**Task instructions:**
Taking the line with "query | neck" as the first and the line with "task | indicate the navy" as the last, set down the lines below exactly, pictures excluded.

Top of Source records

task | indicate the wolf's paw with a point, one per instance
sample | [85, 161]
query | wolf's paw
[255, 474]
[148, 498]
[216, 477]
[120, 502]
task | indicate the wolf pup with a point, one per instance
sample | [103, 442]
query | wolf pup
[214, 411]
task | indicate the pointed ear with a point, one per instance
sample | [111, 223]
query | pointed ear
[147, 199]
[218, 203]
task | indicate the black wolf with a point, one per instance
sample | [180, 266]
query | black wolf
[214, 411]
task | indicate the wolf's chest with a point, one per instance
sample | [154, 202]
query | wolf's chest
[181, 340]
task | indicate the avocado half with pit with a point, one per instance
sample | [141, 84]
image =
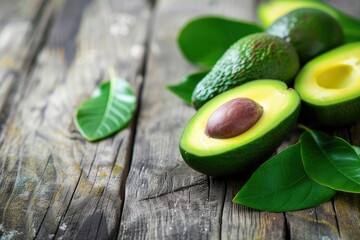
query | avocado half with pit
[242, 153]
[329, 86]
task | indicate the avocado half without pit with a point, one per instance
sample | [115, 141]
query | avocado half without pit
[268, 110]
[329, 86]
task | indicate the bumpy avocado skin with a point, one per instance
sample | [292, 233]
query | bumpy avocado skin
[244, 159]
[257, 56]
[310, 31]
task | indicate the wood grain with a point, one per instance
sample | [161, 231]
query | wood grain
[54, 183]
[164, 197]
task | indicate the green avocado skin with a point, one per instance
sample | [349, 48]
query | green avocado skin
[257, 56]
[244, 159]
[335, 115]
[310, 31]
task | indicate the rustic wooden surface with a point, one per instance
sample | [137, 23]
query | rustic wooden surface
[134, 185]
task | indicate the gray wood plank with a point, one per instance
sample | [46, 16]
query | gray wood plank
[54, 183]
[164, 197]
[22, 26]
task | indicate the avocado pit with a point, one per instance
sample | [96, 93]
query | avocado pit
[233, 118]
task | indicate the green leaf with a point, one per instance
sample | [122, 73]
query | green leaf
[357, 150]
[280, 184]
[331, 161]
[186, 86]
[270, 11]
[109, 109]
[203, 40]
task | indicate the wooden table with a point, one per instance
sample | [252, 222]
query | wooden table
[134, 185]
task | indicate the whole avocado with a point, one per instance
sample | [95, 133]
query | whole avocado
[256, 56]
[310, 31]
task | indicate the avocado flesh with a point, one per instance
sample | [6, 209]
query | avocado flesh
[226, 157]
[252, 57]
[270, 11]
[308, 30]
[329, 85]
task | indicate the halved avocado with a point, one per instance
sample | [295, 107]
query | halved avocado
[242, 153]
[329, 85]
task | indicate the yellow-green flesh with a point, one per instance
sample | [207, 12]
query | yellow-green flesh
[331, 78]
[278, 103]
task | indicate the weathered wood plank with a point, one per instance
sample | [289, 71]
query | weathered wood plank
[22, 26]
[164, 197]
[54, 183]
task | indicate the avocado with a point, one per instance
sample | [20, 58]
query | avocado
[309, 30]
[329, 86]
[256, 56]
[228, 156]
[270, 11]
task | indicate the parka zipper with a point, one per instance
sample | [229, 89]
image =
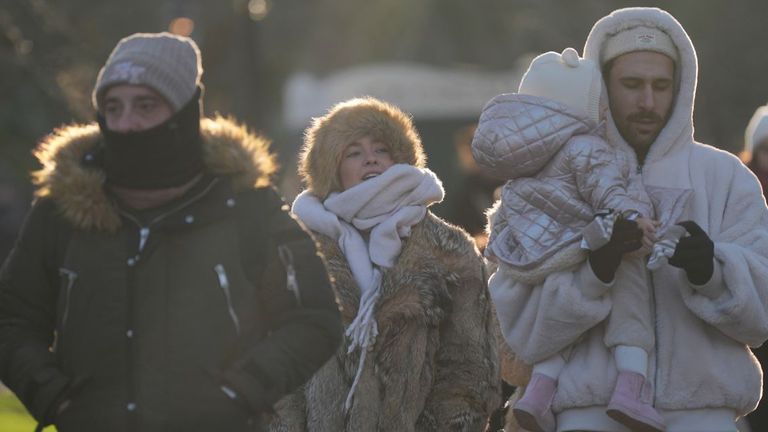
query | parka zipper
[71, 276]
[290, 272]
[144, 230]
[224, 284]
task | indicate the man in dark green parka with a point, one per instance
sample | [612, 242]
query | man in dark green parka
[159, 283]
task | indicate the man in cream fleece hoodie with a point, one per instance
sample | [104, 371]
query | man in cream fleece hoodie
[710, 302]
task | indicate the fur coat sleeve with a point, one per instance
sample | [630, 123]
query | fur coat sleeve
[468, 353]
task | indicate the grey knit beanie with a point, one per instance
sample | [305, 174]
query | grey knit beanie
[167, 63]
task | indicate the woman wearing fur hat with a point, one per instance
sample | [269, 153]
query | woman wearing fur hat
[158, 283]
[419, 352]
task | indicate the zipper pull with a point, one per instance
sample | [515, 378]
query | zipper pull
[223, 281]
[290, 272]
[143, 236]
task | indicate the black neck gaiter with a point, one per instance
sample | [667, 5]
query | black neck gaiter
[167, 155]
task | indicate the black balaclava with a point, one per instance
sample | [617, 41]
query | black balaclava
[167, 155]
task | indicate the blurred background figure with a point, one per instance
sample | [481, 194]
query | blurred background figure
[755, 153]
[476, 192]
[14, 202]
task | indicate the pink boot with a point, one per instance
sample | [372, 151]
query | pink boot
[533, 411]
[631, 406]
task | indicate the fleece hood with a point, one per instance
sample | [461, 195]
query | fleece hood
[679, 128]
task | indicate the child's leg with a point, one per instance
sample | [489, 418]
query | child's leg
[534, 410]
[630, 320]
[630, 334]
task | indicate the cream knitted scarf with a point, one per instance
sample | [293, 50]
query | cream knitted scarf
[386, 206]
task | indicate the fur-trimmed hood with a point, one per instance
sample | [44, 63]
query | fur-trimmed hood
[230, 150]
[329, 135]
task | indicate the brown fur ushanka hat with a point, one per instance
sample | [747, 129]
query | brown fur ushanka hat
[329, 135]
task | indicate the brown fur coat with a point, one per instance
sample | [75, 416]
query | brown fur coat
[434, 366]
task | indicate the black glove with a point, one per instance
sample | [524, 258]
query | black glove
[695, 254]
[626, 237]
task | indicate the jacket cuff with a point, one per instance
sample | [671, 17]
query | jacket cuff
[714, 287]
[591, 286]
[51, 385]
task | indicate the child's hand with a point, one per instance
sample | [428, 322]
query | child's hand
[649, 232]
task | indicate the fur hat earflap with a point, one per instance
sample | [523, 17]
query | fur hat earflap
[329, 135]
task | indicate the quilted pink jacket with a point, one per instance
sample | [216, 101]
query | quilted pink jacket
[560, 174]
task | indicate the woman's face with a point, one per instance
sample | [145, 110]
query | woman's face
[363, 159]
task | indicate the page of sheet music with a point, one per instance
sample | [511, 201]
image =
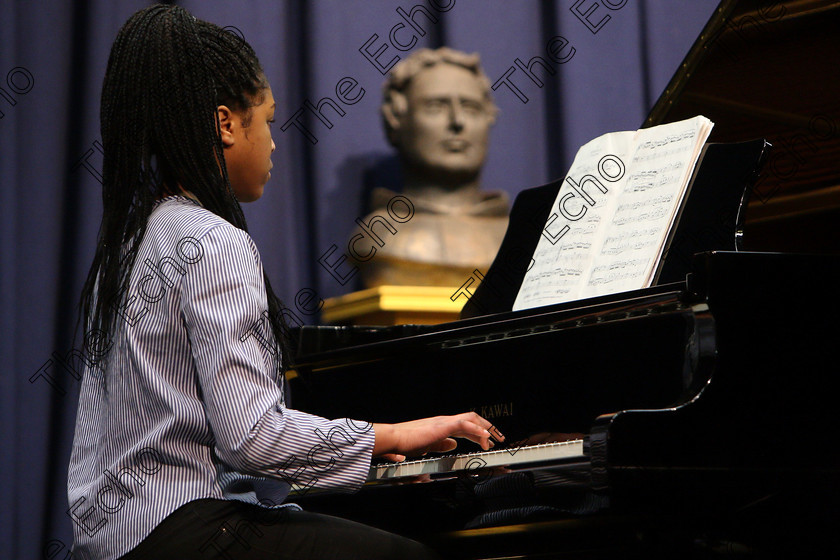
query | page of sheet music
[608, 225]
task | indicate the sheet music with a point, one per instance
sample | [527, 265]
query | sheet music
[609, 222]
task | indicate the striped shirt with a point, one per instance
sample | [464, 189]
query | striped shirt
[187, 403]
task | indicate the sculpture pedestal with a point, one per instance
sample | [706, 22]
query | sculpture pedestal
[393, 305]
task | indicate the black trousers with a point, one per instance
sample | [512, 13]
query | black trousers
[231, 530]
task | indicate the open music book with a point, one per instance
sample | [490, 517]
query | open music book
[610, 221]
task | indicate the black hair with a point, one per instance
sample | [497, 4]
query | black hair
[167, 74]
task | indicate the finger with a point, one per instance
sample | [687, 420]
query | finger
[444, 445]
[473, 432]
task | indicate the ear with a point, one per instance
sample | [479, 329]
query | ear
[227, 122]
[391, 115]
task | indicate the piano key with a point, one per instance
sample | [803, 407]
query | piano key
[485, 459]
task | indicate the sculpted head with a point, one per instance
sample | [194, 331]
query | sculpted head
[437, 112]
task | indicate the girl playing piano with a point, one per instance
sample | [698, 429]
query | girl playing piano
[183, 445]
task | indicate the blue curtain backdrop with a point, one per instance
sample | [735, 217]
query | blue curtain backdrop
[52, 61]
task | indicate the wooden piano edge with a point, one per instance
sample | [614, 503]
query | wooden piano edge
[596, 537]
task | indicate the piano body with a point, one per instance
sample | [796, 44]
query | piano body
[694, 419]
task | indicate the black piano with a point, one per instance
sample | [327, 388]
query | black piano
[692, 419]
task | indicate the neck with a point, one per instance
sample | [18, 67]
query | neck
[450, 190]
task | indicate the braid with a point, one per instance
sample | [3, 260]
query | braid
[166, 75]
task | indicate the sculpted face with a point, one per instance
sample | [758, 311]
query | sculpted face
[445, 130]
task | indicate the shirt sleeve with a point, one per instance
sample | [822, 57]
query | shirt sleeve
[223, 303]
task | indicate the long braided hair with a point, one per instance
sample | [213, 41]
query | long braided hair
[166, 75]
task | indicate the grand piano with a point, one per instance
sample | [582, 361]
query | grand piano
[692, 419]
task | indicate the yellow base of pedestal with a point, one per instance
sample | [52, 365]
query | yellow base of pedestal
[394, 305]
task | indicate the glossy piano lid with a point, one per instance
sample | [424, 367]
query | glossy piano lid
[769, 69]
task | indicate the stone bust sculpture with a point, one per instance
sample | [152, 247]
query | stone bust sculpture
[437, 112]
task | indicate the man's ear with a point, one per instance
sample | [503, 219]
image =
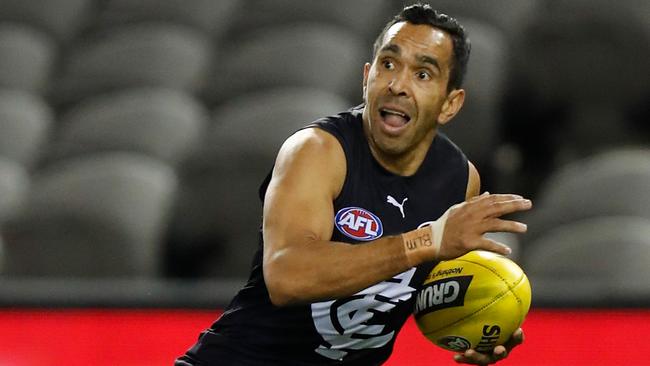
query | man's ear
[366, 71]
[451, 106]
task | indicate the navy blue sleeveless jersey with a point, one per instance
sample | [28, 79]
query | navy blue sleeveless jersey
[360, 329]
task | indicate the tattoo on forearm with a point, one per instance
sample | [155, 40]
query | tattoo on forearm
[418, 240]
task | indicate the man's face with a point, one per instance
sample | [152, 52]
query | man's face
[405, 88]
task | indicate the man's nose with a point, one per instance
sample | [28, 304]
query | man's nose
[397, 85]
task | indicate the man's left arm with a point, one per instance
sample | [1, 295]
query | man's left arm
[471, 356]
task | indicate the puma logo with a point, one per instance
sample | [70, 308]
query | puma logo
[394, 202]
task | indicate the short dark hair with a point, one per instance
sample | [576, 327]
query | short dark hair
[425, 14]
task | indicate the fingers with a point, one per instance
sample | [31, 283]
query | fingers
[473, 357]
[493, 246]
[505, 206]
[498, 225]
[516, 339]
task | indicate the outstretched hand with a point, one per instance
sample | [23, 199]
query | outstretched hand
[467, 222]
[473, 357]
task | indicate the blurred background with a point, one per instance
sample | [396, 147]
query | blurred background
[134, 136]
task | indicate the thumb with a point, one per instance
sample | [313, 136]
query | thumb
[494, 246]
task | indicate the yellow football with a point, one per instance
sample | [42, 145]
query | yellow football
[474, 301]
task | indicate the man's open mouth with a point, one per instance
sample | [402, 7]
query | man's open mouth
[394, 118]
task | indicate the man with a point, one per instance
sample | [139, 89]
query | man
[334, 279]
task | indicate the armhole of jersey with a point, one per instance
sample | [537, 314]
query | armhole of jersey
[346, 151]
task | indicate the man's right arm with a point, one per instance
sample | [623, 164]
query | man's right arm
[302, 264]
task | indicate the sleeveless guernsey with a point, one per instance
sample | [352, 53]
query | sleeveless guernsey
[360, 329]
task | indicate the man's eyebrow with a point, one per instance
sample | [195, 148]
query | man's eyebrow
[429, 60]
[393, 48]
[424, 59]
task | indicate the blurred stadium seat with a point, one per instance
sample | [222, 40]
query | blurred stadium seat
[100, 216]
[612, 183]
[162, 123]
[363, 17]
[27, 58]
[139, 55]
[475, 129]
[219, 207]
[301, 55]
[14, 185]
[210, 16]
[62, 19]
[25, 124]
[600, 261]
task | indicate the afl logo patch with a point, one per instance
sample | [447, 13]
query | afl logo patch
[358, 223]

Bottom of Source records

**Expected output:**
query | neck
[450, 190]
task | indicate the braid with a point, one per instance
sample | [3, 260]
query | braid
[166, 75]
task | indicate the sculpted face with a point, one per instance
sample | [758, 311]
query | sculpted face
[445, 130]
task | indicate the shirt sleeve with a point, one per instance
sample | [822, 57]
query | shirt sleeve
[223, 303]
task | indicate the long braided hair with a point, one per instance
sample | [213, 41]
query | long braided hair
[166, 75]
task | indicate the grand piano with a point, one per instance
sample | [582, 361]
query | grand piano
[692, 419]
task | indicate the yellow base of pedestal with a point, one per instance
sample | [52, 365]
query | yellow base of pedestal
[394, 305]
task | indicate the glossy piano lid with a point, one per instance
sample | [424, 367]
query | glossy piano lid
[769, 69]
task | indicate the stone bust sculpture with a point, one per instance
sample | [152, 247]
query | stone bust sculpture
[437, 112]
task | indicate the man's ear with a point, one per instance
sample | [503, 219]
image =
query | man's ear
[366, 71]
[451, 106]
task | indicate the navy blue sleeveless jersey with a point, one per instance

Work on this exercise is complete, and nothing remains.